Some records:
>>>
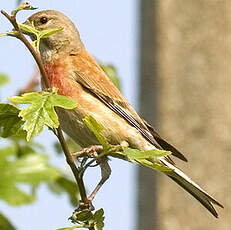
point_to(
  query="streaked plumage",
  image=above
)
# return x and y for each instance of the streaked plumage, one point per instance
(76, 74)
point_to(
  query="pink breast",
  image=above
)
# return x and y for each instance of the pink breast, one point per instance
(59, 77)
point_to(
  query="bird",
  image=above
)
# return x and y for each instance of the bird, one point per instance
(76, 74)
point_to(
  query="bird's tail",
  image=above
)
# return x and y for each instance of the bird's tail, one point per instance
(190, 186)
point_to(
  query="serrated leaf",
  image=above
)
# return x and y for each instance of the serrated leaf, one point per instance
(5, 223)
(110, 71)
(3, 34)
(153, 165)
(3, 77)
(84, 216)
(71, 228)
(41, 110)
(134, 154)
(73, 146)
(31, 169)
(28, 28)
(14, 196)
(10, 122)
(96, 128)
(99, 219)
(64, 185)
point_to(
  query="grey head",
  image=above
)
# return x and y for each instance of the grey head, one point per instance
(65, 41)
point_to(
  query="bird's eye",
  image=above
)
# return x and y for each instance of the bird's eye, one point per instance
(43, 20)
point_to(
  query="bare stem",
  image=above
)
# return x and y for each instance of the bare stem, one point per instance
(60, 136)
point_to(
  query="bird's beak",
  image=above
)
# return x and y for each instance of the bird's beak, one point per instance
(24, 30)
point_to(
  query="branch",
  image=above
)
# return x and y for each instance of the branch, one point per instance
(77, 174)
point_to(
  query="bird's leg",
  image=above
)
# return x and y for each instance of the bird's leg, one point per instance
(92, 151)
(105, 174)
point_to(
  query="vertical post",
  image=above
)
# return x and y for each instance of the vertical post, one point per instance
(194, 106)
(147, 219)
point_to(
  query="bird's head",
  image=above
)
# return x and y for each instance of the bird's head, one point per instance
(65, 40)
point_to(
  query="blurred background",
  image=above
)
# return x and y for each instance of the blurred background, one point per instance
(173, 59)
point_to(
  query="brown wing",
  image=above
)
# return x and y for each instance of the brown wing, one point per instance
(89, 74)
(164, 144)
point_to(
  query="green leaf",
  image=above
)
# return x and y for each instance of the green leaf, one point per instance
(134, 154)
(10, 123)
(41, 110)
(153, 165)
(5, 223)
(72, 227)
(84, 216)
(3, 79)
(73, 146)
(64, 185)
(31, 169)
(112, 74)
(96, 128)
(14, 196)
(99, 219)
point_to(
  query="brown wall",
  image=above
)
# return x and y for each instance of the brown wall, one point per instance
(193, 91)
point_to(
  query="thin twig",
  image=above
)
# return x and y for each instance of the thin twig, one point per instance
(45, 79)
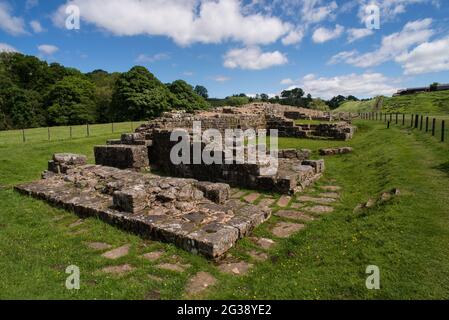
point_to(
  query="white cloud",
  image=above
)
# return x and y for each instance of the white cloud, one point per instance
(30, 4)
(143, 58)
(360, 85)
(426, 58)
(184, 21)
(314, 12)
(322, 35)
(393, 45)
(357, 34)
(252, 58)
(294, 37)
(221, 79)
(36, 26)
(389, 9)
(287, 81)
(47, 49)
(4, 47)
(10, 24)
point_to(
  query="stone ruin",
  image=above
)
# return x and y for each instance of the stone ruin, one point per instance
(192, 208)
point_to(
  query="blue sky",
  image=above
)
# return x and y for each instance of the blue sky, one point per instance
(253, 46)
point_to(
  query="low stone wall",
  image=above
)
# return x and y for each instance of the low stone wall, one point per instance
(198, 217)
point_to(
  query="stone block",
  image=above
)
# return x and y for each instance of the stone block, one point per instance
(122, 156)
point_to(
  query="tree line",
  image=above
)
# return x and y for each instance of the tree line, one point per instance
(34, 93)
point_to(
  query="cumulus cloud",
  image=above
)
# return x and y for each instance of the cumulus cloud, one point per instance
(144, 58)
(221, 78)
(36, 26)
(252, 58)
(426, 58)
(4, 47)
(389, 9)
(360, 85)
(294, 37)
(184, 21)
(393, 45)
(47, 49)
(8, 23)
(322, 35)
(313, 11)
(357, 34)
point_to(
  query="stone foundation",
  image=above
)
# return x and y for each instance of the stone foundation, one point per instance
(198, 217)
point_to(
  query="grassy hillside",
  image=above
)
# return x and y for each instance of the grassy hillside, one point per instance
(434, 103)
(407, 238)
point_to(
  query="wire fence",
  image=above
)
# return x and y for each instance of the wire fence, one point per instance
(65, 132)
(436, 126)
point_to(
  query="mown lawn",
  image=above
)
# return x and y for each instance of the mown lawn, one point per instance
(407, 237)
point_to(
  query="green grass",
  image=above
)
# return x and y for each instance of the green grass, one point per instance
(407, 238)
(434, 103)
(63, 132)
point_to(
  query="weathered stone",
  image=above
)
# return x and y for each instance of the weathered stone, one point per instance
(335, 151)
(236, 268)
(332, 195)
(117, 253)
(200, 282)
(264, 243)
(251, 198)
(294, 215)
(286, 229)
(316, 200)
(122, 156)
(99, 246)
(172, 267)
(319, 209)
(258, 256)
(153, 256)
(118, 269)
(267, 202)
(284, 201)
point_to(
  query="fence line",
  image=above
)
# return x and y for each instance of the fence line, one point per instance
(66, 132)
(435, 125)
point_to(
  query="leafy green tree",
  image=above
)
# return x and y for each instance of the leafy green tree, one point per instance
(71, 101)
(186, 98)
(202, 91)
(139, 95)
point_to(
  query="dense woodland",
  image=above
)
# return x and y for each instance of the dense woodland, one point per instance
(34, 93)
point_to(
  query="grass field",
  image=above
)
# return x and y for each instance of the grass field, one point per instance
(407, 237)
(65, 132)
(433, 103)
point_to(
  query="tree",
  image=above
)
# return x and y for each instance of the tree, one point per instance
(185, 97)
(139, 95)
(71, 101)
(201, 91)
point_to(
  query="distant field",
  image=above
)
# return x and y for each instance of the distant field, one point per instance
(63, 132)
(434, 103)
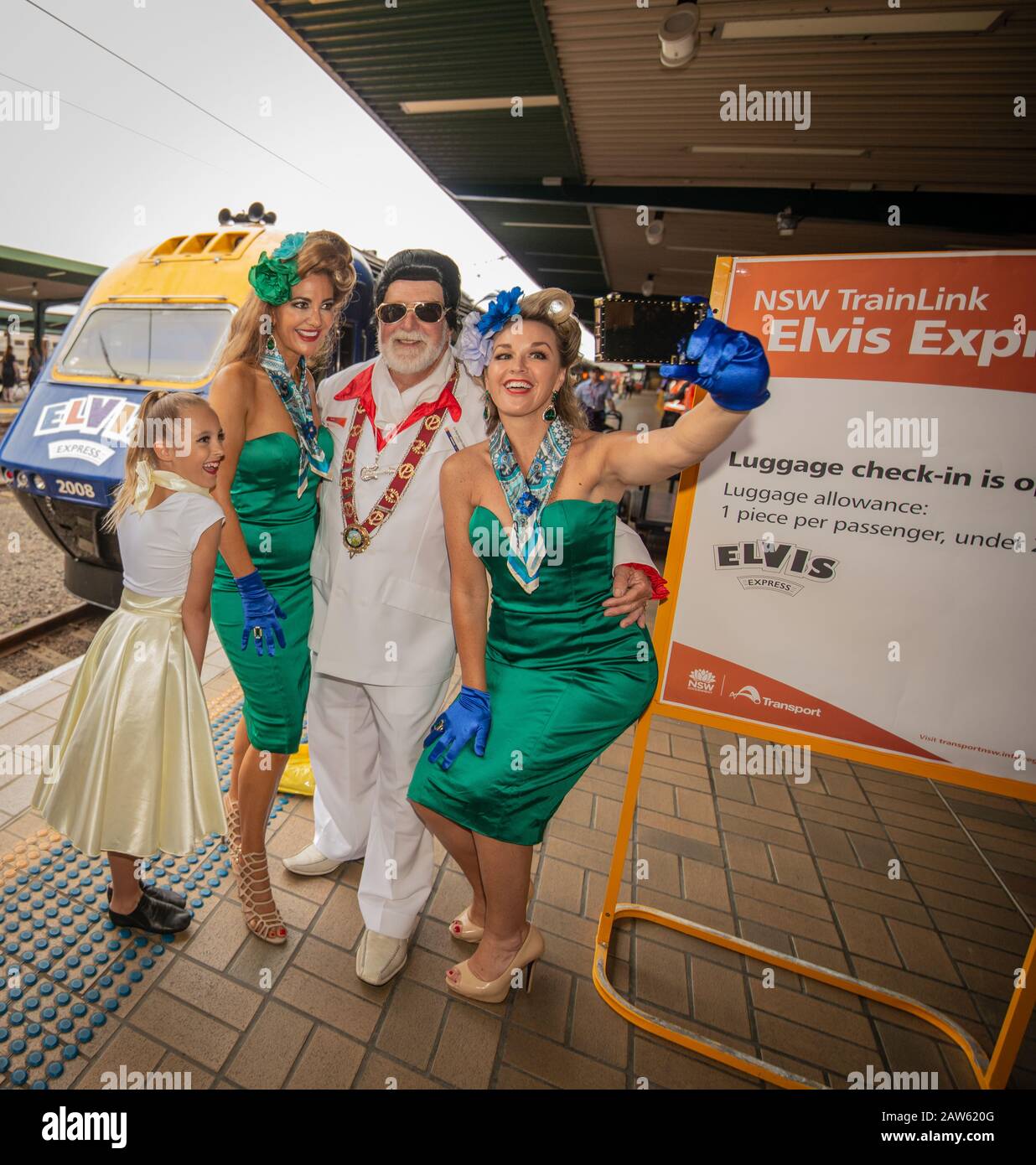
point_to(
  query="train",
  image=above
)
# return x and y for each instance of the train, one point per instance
(158, 319)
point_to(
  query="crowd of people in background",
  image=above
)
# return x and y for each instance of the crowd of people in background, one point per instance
(11, 374)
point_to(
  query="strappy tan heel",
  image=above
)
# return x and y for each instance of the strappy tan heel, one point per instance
(464, 929)
(266, 924)
(232, 811)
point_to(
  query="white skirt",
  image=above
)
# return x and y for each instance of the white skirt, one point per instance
(134, 771)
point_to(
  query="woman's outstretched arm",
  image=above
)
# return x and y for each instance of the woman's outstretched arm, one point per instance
(469, 588)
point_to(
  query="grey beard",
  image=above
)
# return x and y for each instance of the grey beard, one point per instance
(405, 367)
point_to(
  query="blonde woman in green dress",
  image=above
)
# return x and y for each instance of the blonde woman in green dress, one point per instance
(277, 453)
(552, 683)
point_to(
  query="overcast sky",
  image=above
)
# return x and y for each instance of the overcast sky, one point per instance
(132, 162)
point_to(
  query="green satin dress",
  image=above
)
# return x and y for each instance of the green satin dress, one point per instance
(564, 680)
(280, 529)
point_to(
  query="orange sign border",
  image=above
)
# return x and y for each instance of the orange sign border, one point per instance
(662, 639)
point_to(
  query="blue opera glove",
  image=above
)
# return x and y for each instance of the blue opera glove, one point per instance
(730, 365)
(262, 614)
(468, 717)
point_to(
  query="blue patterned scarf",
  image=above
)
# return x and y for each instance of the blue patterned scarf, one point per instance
(296, 401)
(526, 499)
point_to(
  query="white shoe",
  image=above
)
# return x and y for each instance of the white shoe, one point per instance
(380, 956)
(311, 862)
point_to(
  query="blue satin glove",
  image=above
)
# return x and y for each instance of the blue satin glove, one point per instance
(468, 716)
(730, 365)
(262, 612)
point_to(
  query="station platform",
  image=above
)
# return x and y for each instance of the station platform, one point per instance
(797, 868)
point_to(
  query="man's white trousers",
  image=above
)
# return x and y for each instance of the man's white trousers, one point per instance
(364, 743)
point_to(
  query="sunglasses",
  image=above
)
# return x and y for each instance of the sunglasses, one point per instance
(429, 313)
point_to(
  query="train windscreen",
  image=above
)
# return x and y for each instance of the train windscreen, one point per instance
(163, 344)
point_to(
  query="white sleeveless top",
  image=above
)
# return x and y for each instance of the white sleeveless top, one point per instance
(156, 546)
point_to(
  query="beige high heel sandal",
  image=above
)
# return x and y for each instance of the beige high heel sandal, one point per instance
(495, 991)
(265, 924)
(464, 929)
(232, 811)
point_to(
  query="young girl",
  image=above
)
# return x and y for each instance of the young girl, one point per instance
(135, 769)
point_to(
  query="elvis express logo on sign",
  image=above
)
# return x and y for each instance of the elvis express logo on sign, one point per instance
(774, 565)
(101, 415)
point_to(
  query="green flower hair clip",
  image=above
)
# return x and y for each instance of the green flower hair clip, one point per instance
(274, 275)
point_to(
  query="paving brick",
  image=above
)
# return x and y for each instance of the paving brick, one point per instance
(661, 976)
(328, 1061)
(336, 966)
(656, 1065)
(126, 1048)
(747, 855)
(330, 1004)
(597, 1030)
(659, 869)
(340, 920)
(468, 1046)
(718, 997)
(271, 1048)
(189, 1031)
(561, 1066)
(696, 806)
(830, 842)
(561, 886)
(659, 796)
(745, 886)
(412, 1024)
(705, 884)
(922, 950)
(208, 992)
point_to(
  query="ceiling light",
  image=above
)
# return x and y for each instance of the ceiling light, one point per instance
(900, 23)
(552, 226)
(817, 151)
(474, 104)
(678, 35)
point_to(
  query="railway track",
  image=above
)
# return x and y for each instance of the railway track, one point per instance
(45, 643)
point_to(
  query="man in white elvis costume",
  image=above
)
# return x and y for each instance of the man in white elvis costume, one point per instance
(381, 636)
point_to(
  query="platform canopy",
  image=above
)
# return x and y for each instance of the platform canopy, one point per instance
(27, 277)
(910, 107)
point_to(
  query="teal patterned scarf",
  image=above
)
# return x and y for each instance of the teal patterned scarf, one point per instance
(526, 499)
(296, 401)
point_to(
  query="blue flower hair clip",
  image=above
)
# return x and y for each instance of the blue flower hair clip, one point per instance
(475, 340)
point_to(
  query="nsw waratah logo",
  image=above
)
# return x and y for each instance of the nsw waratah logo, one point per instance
(701, 680)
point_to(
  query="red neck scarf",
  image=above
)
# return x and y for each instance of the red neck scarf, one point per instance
(360, 387)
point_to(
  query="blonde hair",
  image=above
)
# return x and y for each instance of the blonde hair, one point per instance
(158, 406)
(556, 309)
(323, 253)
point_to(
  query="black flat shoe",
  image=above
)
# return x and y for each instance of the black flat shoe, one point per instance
(160, 893)
(155, 916)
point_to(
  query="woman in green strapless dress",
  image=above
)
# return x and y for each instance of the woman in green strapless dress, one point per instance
(280, 531)
(564, 680)
(554, 681)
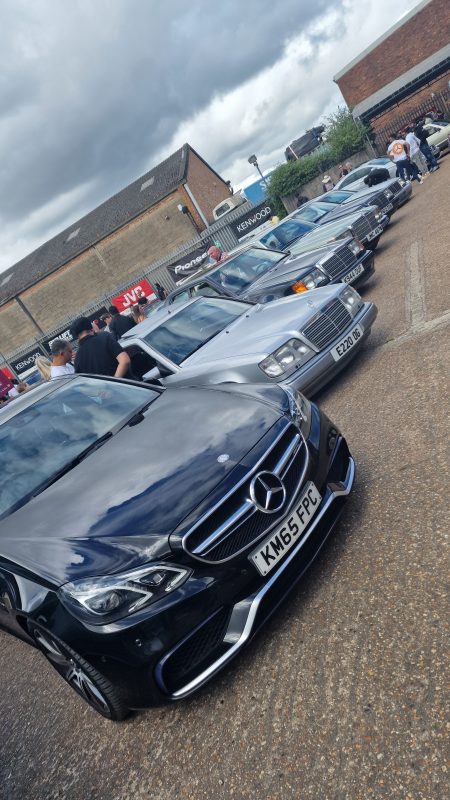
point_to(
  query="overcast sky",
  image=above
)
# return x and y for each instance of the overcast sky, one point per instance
(93, 93)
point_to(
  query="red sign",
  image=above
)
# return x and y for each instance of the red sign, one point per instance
(129, 297)
(5, 382)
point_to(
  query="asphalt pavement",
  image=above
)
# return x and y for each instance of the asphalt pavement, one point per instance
(342, 696)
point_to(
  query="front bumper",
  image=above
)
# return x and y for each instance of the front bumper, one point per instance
(323, 368)
(402, 197)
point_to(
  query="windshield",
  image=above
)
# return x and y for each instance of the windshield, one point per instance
(312, 213)
(281, 237)
(327, 233)
(241, 271)
(42, 440)
(336, 197)
(193, 326)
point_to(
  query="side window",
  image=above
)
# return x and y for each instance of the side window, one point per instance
(180, 298)
(205, 290)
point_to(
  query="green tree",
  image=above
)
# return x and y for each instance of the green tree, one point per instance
(344, 136)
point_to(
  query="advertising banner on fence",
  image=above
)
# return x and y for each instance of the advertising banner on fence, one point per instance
(251, 220)
(127, 299)
(190, 264)
(23, 364)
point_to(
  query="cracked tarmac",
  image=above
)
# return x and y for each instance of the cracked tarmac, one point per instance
(343, 695)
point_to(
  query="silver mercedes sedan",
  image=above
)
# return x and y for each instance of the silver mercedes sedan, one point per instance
(301, 341)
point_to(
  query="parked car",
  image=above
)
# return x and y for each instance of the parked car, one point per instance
(323, 213)
(355, 178)
(438, 133)
(165, 560)
(304, 340)
(366, 226)
(389, 195)
(262, 275)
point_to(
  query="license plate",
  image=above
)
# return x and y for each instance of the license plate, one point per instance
(350, 277)
(347, 342)
(376, 232)
(274, 547)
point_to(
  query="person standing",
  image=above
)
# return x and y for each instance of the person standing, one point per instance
(118, 323)
(415, 152)
(398, 152)
(425, 147)
(98, 355)
(62, 355)
(160, 291)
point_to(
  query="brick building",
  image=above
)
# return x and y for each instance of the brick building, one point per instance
(135, 227)
(406, 69)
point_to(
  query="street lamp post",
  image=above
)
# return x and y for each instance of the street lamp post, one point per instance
(254, 162)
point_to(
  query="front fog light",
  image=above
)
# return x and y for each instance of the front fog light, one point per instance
(286, 358)
(351, 300)
(311, 281)
(107, 598)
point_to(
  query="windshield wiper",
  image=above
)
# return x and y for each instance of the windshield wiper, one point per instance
(73, 463)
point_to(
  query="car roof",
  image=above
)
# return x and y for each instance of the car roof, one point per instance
(31, 396)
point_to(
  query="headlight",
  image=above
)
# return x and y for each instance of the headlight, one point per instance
(286, 358)
(300, 409)
(351, 299)
(311, 281)
(108, 598)
(356, 247)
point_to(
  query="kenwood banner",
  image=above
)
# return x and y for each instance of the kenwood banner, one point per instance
(189, 264)
(26, 362)
(252, 219)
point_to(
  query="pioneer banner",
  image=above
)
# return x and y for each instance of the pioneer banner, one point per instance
(251, 220)
(190, 264)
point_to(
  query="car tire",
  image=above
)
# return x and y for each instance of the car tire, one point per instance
(84, 679)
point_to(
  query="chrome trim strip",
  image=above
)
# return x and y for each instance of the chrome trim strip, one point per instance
(289, 422)
(245, 635)
(247, 504)
(276, 522)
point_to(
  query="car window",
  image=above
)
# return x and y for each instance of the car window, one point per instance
(311, 213)
(240, 271)
(44, 438)
(281, 237)
(336, 197)
(189, 329)
(204, 290)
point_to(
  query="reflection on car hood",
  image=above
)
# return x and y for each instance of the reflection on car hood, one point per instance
(263, 328)
(117, 508)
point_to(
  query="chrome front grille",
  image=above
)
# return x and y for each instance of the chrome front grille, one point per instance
(327, 325)
(342, 260)
(235, 523)
(364, 226)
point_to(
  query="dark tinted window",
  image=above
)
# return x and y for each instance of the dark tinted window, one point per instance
(188, 330)
(45, 437)
(281, 237)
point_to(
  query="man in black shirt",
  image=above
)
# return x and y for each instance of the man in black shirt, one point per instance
(98, 354)
(118, 323)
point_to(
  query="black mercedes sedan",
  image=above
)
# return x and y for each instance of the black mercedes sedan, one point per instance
(146, 534)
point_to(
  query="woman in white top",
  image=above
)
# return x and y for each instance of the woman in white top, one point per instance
(62, 355)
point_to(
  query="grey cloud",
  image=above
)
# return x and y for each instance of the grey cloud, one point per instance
(92, 90)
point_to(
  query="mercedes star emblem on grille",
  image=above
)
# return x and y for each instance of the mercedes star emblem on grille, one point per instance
(267, 492)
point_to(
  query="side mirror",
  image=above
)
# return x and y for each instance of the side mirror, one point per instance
(152, 375)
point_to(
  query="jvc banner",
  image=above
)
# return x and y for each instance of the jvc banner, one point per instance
(189, 264)
(251, 220)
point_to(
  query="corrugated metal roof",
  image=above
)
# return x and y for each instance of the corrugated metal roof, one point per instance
(103, 220)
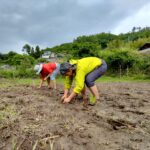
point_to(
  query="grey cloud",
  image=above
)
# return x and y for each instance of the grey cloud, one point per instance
(51, 22)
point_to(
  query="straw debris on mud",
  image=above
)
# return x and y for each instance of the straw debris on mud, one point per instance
(35, 119)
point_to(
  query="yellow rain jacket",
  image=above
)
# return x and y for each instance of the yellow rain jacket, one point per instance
(83, 67)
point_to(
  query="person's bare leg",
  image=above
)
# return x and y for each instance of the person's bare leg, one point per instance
(94, 91)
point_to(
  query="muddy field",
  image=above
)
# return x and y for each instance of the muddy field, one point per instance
(35, 119)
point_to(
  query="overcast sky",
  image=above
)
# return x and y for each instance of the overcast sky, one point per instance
(53, 22)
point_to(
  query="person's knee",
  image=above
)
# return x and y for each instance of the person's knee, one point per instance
(89, 82)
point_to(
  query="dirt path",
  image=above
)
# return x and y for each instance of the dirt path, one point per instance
(34, 119)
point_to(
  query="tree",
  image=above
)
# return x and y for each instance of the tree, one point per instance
(30, 51)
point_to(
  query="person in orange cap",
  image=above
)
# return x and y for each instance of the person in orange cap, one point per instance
(47, 71)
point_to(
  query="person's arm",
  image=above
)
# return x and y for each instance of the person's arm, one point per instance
(48, 76)
(41, 83)
(65, 94)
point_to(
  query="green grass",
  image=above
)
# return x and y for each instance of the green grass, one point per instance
(123, 79)
(36, 81)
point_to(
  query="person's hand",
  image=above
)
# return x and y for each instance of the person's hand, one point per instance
(63, 97)
(67, 100)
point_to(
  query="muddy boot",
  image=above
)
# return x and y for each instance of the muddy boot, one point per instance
(92, 100)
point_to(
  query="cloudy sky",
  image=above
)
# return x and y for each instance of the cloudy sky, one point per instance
(52, 22)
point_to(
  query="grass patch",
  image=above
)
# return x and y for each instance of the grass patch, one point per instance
(61, 80)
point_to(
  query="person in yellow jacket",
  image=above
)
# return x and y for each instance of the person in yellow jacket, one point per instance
(85, 71)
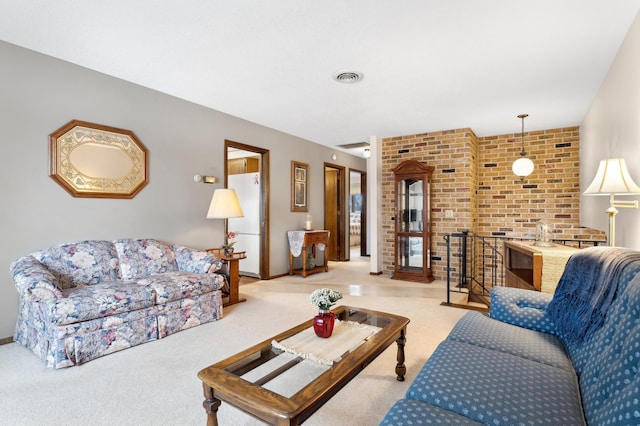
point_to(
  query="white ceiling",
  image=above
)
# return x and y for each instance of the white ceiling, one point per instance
(428, 65)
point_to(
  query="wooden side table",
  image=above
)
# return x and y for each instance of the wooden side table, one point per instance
(300, 240)
(233, 263)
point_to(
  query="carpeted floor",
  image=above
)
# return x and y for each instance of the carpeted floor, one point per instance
(156, 383)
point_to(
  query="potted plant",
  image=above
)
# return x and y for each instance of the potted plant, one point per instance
(324, 299)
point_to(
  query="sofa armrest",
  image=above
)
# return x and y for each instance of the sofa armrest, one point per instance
(524, 308)
(195, 261)
(33, 280)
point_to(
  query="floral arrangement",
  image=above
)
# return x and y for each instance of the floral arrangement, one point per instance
(228, 237)
(324, 298)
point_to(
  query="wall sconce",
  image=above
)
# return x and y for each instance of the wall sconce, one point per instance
(613, 178)
(205, 179)
(523, 166)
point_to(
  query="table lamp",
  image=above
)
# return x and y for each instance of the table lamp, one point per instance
(612, 178)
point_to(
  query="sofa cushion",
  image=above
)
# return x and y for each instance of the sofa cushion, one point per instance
(498, 388)
(410, 413)
(199, 262)
(610, 379)
(180, 285)
(478, 329)
(524, 308)
(97, 301)
(34, 280)
(143, 257)
(80, 263)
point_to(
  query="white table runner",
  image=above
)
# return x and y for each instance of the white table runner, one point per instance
(346, 336)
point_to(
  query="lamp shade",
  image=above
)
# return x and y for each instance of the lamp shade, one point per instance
(612, 177)
(224, 205)
(522, 167)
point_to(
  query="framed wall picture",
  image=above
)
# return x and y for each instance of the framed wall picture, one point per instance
(95, 161)
(299, 187)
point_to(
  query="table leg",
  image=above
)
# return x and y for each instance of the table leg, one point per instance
(401, 369)
(211, 404)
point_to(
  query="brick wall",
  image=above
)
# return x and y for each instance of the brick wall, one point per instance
(453, 155)
(473, 179)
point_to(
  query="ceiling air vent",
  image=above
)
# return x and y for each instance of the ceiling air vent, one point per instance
(348, 77)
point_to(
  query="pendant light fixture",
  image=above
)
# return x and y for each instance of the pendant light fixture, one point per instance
(523, 166)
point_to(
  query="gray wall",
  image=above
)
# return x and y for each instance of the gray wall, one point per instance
(611, 129)
(38, 94)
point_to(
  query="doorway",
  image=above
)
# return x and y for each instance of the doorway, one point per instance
(358, 211)
(334, 208)
(246, 169)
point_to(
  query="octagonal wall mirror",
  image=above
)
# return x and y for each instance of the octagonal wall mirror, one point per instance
(95, 161)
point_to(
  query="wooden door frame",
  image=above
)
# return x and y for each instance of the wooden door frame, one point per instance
(363, 216)
(264, 195)
(341, 238)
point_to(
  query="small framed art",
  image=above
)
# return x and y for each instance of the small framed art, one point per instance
(299, 187)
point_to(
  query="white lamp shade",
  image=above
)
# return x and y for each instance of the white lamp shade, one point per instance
(612, 177)
(224, 205)
(522, 167)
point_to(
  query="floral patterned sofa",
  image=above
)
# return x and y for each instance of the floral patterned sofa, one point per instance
(572, 358)
(83, 300)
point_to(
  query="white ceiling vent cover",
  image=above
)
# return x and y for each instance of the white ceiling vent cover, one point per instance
(348, 77)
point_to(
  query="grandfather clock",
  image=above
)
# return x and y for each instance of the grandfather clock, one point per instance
(413, 222)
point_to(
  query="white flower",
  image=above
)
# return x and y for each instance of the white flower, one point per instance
<<<
Aim:
Report every line in the lines above that contains the string "carpeted", matching case exactly.

Solution to the exercise:
  query="carpeted floor",
# return x and y for each instance of the carpeted floor, one point per instance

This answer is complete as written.